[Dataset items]
++++

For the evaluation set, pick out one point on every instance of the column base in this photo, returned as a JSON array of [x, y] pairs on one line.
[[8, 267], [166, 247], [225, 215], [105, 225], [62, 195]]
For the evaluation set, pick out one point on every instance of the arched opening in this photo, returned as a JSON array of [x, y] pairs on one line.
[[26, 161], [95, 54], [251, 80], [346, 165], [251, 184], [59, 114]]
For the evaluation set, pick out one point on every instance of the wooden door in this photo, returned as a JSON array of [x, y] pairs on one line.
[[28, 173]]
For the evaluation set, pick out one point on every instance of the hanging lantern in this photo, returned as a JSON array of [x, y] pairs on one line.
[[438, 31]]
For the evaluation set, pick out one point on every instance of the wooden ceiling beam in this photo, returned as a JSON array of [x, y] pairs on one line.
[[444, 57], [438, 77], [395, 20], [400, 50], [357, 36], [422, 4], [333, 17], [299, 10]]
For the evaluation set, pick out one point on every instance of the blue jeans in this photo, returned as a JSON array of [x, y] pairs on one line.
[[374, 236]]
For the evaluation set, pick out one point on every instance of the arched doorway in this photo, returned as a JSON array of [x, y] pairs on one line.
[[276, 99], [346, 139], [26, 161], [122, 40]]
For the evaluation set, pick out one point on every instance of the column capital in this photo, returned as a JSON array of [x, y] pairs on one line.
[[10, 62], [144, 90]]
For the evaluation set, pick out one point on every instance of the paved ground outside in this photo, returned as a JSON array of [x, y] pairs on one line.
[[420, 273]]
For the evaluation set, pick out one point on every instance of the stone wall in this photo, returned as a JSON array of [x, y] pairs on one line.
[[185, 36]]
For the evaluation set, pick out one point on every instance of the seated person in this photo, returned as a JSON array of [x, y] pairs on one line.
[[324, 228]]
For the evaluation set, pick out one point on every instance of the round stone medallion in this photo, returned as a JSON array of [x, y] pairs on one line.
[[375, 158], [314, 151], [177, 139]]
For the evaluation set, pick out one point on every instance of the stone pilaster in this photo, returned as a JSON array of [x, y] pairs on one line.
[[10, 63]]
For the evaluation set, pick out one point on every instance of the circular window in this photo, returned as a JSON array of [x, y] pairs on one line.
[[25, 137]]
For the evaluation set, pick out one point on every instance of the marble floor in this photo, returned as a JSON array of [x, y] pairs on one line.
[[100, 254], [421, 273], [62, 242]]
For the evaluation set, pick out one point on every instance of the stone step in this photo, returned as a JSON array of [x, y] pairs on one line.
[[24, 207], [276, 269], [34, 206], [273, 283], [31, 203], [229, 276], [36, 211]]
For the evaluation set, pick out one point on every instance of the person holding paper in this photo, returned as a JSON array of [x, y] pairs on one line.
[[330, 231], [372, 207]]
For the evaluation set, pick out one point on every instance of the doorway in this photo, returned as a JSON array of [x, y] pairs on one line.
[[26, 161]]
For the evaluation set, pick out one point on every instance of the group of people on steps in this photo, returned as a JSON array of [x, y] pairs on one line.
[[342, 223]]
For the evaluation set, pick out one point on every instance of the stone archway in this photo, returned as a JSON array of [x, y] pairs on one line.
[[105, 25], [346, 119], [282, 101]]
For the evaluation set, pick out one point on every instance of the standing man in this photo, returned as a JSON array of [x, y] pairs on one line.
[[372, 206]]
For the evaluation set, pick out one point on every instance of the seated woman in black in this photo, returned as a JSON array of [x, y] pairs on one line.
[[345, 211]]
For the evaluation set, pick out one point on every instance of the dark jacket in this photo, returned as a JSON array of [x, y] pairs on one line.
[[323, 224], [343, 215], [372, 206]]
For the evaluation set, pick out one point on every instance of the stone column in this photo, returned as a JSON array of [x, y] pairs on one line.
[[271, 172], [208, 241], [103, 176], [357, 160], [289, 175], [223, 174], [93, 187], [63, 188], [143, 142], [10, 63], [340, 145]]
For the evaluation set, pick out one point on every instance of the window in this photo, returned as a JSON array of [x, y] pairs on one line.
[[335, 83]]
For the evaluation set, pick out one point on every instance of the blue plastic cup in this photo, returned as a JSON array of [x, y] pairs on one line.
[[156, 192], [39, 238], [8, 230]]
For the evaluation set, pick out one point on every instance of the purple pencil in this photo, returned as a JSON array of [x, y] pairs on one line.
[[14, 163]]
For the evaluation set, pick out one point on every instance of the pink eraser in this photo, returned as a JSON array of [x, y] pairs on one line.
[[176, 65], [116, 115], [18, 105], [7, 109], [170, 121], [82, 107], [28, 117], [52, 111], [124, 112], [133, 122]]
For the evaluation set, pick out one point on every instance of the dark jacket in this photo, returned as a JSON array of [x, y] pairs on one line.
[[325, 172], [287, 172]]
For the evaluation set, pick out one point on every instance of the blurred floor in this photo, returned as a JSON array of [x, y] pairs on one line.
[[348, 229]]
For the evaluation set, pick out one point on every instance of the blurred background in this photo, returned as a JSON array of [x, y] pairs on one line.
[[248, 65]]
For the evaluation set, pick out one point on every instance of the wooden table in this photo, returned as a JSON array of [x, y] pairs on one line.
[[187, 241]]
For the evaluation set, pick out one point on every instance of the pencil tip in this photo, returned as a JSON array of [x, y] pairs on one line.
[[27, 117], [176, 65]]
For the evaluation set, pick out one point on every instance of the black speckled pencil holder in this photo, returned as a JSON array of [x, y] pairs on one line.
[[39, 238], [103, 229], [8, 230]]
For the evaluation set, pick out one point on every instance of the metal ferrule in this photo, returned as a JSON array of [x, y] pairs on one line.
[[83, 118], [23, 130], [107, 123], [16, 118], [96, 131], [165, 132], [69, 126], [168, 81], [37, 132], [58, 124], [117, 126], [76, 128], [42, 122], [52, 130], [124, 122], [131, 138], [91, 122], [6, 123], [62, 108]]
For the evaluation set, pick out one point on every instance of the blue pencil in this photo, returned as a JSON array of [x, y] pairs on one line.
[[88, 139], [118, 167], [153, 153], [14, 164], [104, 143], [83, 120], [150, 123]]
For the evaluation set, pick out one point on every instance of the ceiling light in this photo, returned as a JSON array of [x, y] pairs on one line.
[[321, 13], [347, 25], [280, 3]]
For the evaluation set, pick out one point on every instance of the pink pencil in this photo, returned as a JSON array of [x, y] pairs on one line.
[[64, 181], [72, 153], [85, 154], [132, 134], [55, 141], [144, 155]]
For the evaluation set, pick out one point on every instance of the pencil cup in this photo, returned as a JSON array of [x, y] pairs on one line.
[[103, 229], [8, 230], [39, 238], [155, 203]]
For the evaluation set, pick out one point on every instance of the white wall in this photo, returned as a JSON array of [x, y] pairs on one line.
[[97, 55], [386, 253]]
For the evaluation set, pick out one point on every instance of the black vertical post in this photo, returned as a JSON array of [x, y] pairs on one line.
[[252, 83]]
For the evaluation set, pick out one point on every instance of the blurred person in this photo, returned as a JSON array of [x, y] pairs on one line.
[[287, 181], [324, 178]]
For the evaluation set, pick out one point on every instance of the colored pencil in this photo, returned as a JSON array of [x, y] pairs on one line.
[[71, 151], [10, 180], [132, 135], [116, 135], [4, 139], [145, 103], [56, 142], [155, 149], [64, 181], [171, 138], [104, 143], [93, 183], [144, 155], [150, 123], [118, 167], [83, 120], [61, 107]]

++++

→ Exercise task: Switch "evaluation set" to "validation set" in every one of the lines above, and leave everything else as it is.

→ Worked solution:
For the validation set, pick out one point on every instance of the column base in this photo, returned as a JSON array of [x, y] pairs on one line.
[[8, 267], [166, 247], [225, 215], [105, 225], [62, 195]]
For the validation set, pick out one point on every instance of the arched opening in this photo, returned as a JSON array of [x, y] pairs on one line.
[[26, 161], [95, 54], [251, 80], [346, 165], [251, 184], [59, 114]]
For the validation set, pick out one point on every instance of the wooden door in this photo, returned as a JSON array of [x, y] pairs on one line.
[[28, 173]]
For the validation set, pick out one point on every instance of the hanging lantern in this photo, returned as a JSON array of [x, y] pairs on one line.
[[438, 31]]
For the validation set, pick out one point on every instance of the wooden ceiling beam in this photo, returned as a JSON array of [x, y] pairs on one line.
[[444, 57], [438, 77], [395, 20], [400, 50], [357, 36], [422, 4], [333, 17], [299, 10]]
For the validation set, pick out one point on every instance of the blue jeans in this photo, returned as a JSON array of [x, y] pairs on one line.
[[374, 236]]
For the validation set, pick out one point on every instance of the arched doorway in this photo, returned as a JSON array of [x, y] pairs on one line.
[[276, 99], [346, 139], [26, 161], [122, 40]]
For the validation set, pick out one point on every instance of the column capital in this photo, returned as a JSON array of [x, y] pairs on one line.
[[10, 62], [144, 90]]
For the validation set, pick out one point on every instance of the paved ground outside in this photo, returned as a JSON array of [x, y] pairs on one line.
[[420, 273]]
For the validation set, pick out one point on every instance of the stone wall in this photo, returned as a JSON array of [x, y] pairs on one line.
[[185, 36]]
For the validation set, pick out one point on every instance of the seated person in this photo, returned as a JSON array of [x, y] pairs on one line.
[[324, 228]]
For the validation set, pick out one point on every instance of the round stone medallion in this photo, returned as a JSON array of [x, y] pairs on one line.
[[375, 158], [314, 151], [177, 139]]
For the validation set, pick out one point on every instance of the stone pilaster in this photo, returned as a JSON array of [x, y] pairs on one line.
[[10, 63]]
For the validation set, pick out one point on every instance of the circular window in this photo, returned as a JSON array of [x, y] pairs on one line.
[[25, 137]]
For the validation set, pick out one point on every instance of the marble floor in this photo, returned as a JSON array of [x, y] pairs on one line.
[[100, 254], [421, 273], [62, 242]]
For the validation set, pick out one point on every instance of the stone step in this photo, returned as a JSON array of [x, y] pairs on one line.
[[24, 207], [276, 269], [34, 206], [273, 283], [31, 203], [229, 276], [36, 211]]
For the validation set, pick out one point on every instance of the person holding paper in this photo, returned as a JSON array of [x, y] pairs on one line.
[[330, 231], [372, 207]]
For the validation set, pick out one point on every instance of the doorway in this photo, returned as a JSON array of [x, y] pairs on one line.
[[26, 161]]
For the validation set, pick out one point on every instance of the group of people on steps in this photo, returned as a JSON array of [x, y] pairs on one line.
[[342, 223]]
For the validation set, pick out one point on every instance of the stone archway in this photo, returned as a JSON array of [x, y] pairs on one line.
[[105, 25], [346, 119], [282, 101]]
For the validation set, pick out one point on every instance of the standing man in this photo, returned as a JSON array of [x, y] pairs on one line.
[[372, 206]]
For the validation set, pick out one point on every instance of the seated woman in black in this photo, returned as a JSON array of [x, y] pairs on one line.
[[345, 211]]
For the validation set, pick out one point on every instance of the dark jacket in this photo, returned as a JSON array of [x, y] pairs on one line.
[[323, 224], [343, 215], [372, 206]]
For the validation set, pick out one point on every instance of the stone column in this photo, returned as a JSON array of [x, y] pairs on one line.
[[271, 172], [208, 241], [103, 176], [357, 160], [289, 175], [223, 174], [93, 187], [63, 188], [143, 142], [10, 63], [340, 145]]
For the validation set, pick out one point on every instance of the window in this photo, returned as a JSON array of [x, y] pairs on one line.
[[335, 83]]
For the validation set, pick out one point on every instance of the blue plastic cup in this photo, returned as a JSON array of [x, y] pairs on one line.
[[156, 192], [39, 238], [8, 230]]
For the validation set, pick out one point on every instance of the purple pencil in this photo, returned as a JSON array of [x, y] pairs on one line.
[[14, 163]]
For the validation set, pick out one point on every instance of the pink eraser in this photo, returned as a JSON array of [x, y] pairs on one line.
[[176, 65], [116, 115], [18, 105], [7, 109], [170, 121], [82, 107], [28, 117], [52, 111], [124, 112], [133, 122]]
For the validation set, pick out one point on every instance of the dark jacket in this photo, returned as a JSON array of [x, y] pairs on one line.
[[325, 172], [287, 172]]
For the validation set, pick out one point on every instance of the blurred floor in this photo, returned as a JSON array of [x, y] pairs on one line.
[[348, 229]]
For the validation set, pick out one point on every instance of the blurred background in this photo, returned as a JSON array of [x, y] pairs on one line.
[[248, 65]]
For the validation set, pick out one point on every instance of the wooden table in this photo, returned as a JSON array of [x, y] pairs on one line.
[[187, 241]]
For the validation set, pick out one point on every instance of the pencil tip in this photo, returned as a JSON array of [x, y] pairs on one line.
[[27, 117], [176, 65]]
For the validation set, pick out one point on every instance of the black speckled pencil holder in this photo, returned as a JSON array of [x, y] pairs on one line.
[[39, 238], [103, 229], [8, 230]]
For the validation set, pick out one point on every instance of the metal ferrule in this photo, returned as a JSON array of [x, y] pairs on one line.
[[83, 118], [23, 130], [107, 123], [16, 118], [96, 131], [165, 132], [69, 126], [168, 81], [37, 132], [58, 124], [117, 126], [76, 128], [42, 122], [52, 130], [124, 122], [131, 138], [91, 122], [6, 123], [62, 108]]
For the validation set, pick out one point on every instance of the blue pencil in this photo, returned as a JSON array of [x, y] pairs on one line.
[[88, 139], [118, 167], [153, 153], [14, 164], [104, 143], [83, 120], [150, 123]]
For the validation set, pick out one point on every instance of the ceiling light in this photo, returned as a JSON array of [x, y] pairs on one line.
[[321, 13], [347, 25], [280, 3]]
For the validation set, pick out one point on every instance of the pink pencil in this photo, returned as a JSON array of [x, y] pairs on one line.
[[64, 181], [72, 153], [85, 154], [132, 134], [55, 141], [144, 155]]
For the validation set, pick out one point on every instance of the pencil cup in this photo, returned as a JSON array of [x, y] pairs on one line.
[[103, 229], [8, 230], [39, 238], [155, 203]]
For the validation set, pick out one point on every instance of the white wall in this photo, returned as a JSON array of [x, y] pairs on one line.
[[97, 55], [386, 253]]
For the validation set, pick out one point on every instance of the black vertical post in this photo, returned as a JSON array of [x, y] pairs on one line.
[[252, 83]]
For the validation set, pick out one point on every instance of the blurred person in this photo, returned as a JSON array of [x, y] pairs on one line.
[[287, 181], [324, 178]]
For the validation set, pick out one point on every instance of the colored pencil in this photo, returned as a JSON array of [x, y] pairs on one line.
[[71, 151], [10, 180], [132, 135], [116, 135], [4, 139], [145, 103], [56, 142], [155, 149], [64, 181], [171, 138], [104, 143], [93, 183], [144, 155], [150, 123], [118, 167], [83, 120], [61, 107]]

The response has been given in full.